▶ **GIVEN DATA**:

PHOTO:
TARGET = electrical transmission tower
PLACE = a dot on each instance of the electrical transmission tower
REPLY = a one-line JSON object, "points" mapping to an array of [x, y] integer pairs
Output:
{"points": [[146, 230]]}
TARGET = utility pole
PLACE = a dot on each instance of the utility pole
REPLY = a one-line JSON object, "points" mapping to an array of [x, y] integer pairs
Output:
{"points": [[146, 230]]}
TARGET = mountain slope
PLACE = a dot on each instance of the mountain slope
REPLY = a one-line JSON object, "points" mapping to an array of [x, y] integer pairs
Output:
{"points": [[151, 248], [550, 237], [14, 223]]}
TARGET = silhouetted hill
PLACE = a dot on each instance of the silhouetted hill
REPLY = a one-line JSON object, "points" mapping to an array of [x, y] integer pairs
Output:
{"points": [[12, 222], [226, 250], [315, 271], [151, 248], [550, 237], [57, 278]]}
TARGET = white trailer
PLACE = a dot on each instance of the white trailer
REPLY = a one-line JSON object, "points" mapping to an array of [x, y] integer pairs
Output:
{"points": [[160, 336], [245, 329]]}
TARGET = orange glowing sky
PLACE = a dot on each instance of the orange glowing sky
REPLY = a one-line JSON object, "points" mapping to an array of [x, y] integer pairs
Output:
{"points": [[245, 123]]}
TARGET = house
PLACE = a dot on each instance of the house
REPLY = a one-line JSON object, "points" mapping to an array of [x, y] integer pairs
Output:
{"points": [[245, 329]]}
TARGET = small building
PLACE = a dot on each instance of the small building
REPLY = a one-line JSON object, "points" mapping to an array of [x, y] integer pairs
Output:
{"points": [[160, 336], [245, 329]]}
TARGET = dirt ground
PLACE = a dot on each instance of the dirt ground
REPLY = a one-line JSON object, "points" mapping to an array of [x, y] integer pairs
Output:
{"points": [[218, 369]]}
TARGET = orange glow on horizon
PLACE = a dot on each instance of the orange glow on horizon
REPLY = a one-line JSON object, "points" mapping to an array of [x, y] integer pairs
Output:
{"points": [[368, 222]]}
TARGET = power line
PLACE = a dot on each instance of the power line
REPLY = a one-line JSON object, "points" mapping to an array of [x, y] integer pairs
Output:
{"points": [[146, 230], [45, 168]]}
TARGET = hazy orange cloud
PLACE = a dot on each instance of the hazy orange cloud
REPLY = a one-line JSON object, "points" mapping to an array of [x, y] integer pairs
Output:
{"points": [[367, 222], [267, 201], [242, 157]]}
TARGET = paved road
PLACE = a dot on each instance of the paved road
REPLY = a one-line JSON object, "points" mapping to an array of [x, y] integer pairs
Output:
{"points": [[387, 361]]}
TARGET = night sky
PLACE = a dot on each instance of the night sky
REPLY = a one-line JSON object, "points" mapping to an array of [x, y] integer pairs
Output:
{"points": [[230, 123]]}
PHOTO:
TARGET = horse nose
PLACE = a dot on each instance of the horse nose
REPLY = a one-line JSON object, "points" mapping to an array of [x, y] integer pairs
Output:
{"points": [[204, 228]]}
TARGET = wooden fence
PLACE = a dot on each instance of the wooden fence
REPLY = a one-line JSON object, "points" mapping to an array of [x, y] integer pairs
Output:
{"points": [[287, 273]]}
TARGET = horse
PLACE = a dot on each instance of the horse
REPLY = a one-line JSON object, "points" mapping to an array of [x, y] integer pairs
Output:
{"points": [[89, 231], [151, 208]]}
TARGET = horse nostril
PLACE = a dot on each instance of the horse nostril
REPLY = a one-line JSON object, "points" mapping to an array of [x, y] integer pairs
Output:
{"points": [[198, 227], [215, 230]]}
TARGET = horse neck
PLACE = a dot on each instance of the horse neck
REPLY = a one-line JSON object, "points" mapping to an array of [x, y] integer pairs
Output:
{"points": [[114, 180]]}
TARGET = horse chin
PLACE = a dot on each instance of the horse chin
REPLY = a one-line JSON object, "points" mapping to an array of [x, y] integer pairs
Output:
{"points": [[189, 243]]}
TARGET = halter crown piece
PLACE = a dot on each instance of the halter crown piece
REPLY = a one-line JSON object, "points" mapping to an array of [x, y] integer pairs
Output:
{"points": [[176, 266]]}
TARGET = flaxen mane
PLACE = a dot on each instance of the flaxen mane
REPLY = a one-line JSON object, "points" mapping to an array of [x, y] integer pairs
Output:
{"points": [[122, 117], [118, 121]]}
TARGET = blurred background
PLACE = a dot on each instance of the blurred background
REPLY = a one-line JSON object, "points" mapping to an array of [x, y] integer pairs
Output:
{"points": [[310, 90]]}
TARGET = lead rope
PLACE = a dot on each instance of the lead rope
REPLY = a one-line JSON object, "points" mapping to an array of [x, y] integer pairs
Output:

▶ **TO BE DONE**: Write out all of the material again with "one-line" swapped for "single-line" at every occurrence. Leave everything else unchanged.

▶ **EXPECTED ANSWER**:
PHOTO:
TARGET = electrical transmission tower
PLACE = a dot on each instance of the electrical transmission tower
REPLY = a single-line JSON object, "points" mapping to an array of [x, y] integer pairs
Output:
{"points": [[146, 230]]}
TARGET = utility pole
PLACE = a dot on each instance of the utility pole
REPLY = a single-line JSON object, "points" mapping to an array of [x, y] integer pairs
Output:
{"points": [[146, 230]]}
TARGET = mountain slope
PLACE = a dot on each instance of the mountain slope
REPLY = a single-line JSON object, "points" mapping to an array of [x, y] integer pairs
Output:
{"points": [[151, 248], [550, 237], [14, 223]]}
TARGET = silhouetted hill
PLACE = a dot on each instance of the silhouetted hill
REPLY = a single-line JSON object, "points" mapping to an array of [x, y] integer pairs
Output:
{"points": [[12, 222], [226, 250], [315, 271], [151, 248], [550, 237], [57, 278]]}
TARGET = white trailer
PLACE = a dot on each instance of the white trailer
REPLY = a single-line JSON object, "points" mapping to an array of [x, y] integer pairs
Output:
{"points": [[160, 336], [245, 329]]}
TARGET = orange glowing sky
PLACE = a dot on each instance of the orange glowing sky
REPLY = a single-line JSON object, "points" mapping to an array of [x, y] integer pairs
Output:
{"points": [[245, 123]]}
TARGET = house
PLACE = a dot on each instance of the house
REPLY = a single-line JSON object, "points" mapping to an array of [x, y] integer pairs
Output:
{"points": [[245, 329]]}
TARGET = small building
PLACE = a dot on each instance of the small building
REPLY = a single-line JSON object, "points" mapping to an array of [x, y] integer pairs
Output:
{"points": [[160, 336], [245, 329]]}
TARGET = dirt ground
PLACE = a dot on each instance of the dirt ground
REPLY = a single-line JSON object, "points" mapping to an array of [x, y] integer pairs
Output:
{"points": [[218, 369]]}
TARGET = orange glow on horizon
PLACE = a dot on each instance of the orange glow on horizon
REPLY = a single-line JSON object, "points" mapping to an array of [x, y] integer pairs
Output:
{"points": [[368, 222]]}
TARGET = power line
PLACE = a dot on each instance of the power line
REPLY = a single-line JSON object, "points" mapping to an array of [x, y] integer pairs
Output:
{"points": [[146, 230], [45, 168]]}
TARGET = hazy orange cloud
PLACE = a dot on each instance of the hazy orange cloud
REPLY = a single-line JSON object, "points" mapping to an array of [x, y] integer pairs
Output:
{"points": [[367, 222], [267, 201], [242, 157]]}
TARGET = paved road
PLACE = a dot on each instance of the paved road
REPLY = a single-line JSON object, "points" mapping to an array of [x, y] integer pairs
Output:
{"points": [[387, 361]]}
TARGET = night sky
PLACE = a dot on each instance of the night sky
REPLY = a single-line JSON object, "points" mapping to an array of [x, y] integer pairs
Output:
{"points": [[230, 123]]}
PHOTO:
TARGET = horse nose
PLACE = a dot on each instance of the horse nose
REPLY = a single-line JSON object, "points" mapping to an array of [x, y] integer pairs
Output:
{"points": [[204, 228]]}
TARGET = wooden fence
PLACE = a dot on each instance of the wooden fence
REPLY = a single-line JSON object, "points" mapping to an array of [x, y] integer pairs
Output:
{"points": [[287, 273]]}
TARGET = horse
PLACE = a dot on each instance of the horse
REPLY = a single-line JSON object, "points" mapping to an array of [x, y] integer pairs
Output:
{"points": [[89, 231], [151, 208]]}
TARGET = horse nostril
PLACE = a dot on each instance of the horse nostril
REPLY = a single-line JSON object, "points" mapping to an array of [x, y] integer pairs
Output:
{"points": [[198, 227], [215, 230]]}
TARGET = horse neck
PLACE = a dot on each instance of the horse neck
REPLY = a single-line JSON object, "points" mapping to an array of [x, y] integer pairs
Output:
{"points": [[114, 180]]}
TARGET = horse chin
PLACE = a dot on each instance of the horse chin
REPLY = a single-line JSON object, "points" mapping to an array of [x, y] integer pairs
Output:
{"points": [[189, 243]]}
TARGET = halter crown piece
PLACE = a dot on each instance of the halter crown piece
REPLY = a single-line JSON object, "points" mapping to an array of [x, y] integer pairs
Output:
{"points": [[176, 266]]}
TARGET = flaxen mane
PLACE = a dot on each instance of the flaxen mane
REPLY = a single-line JSON object, "points" mapping to an array of [x, y] integer pairs
Output:
{"points": [[122, 117], [118, 121]]}
TARGET = blurred background
PLACE = a dot on each instance of the blurred background
REPLY = a single-line JSON object, "points" mapping to an array of [x, y] integer pairs
Output:
{"points": [[310, 90]]}
TARGET = lead rope
PLACE = a dot on each instance of the lead rope
REPLY = a single-line JSON object, "points" mapping to an array of [x, y] integer pairs
Output:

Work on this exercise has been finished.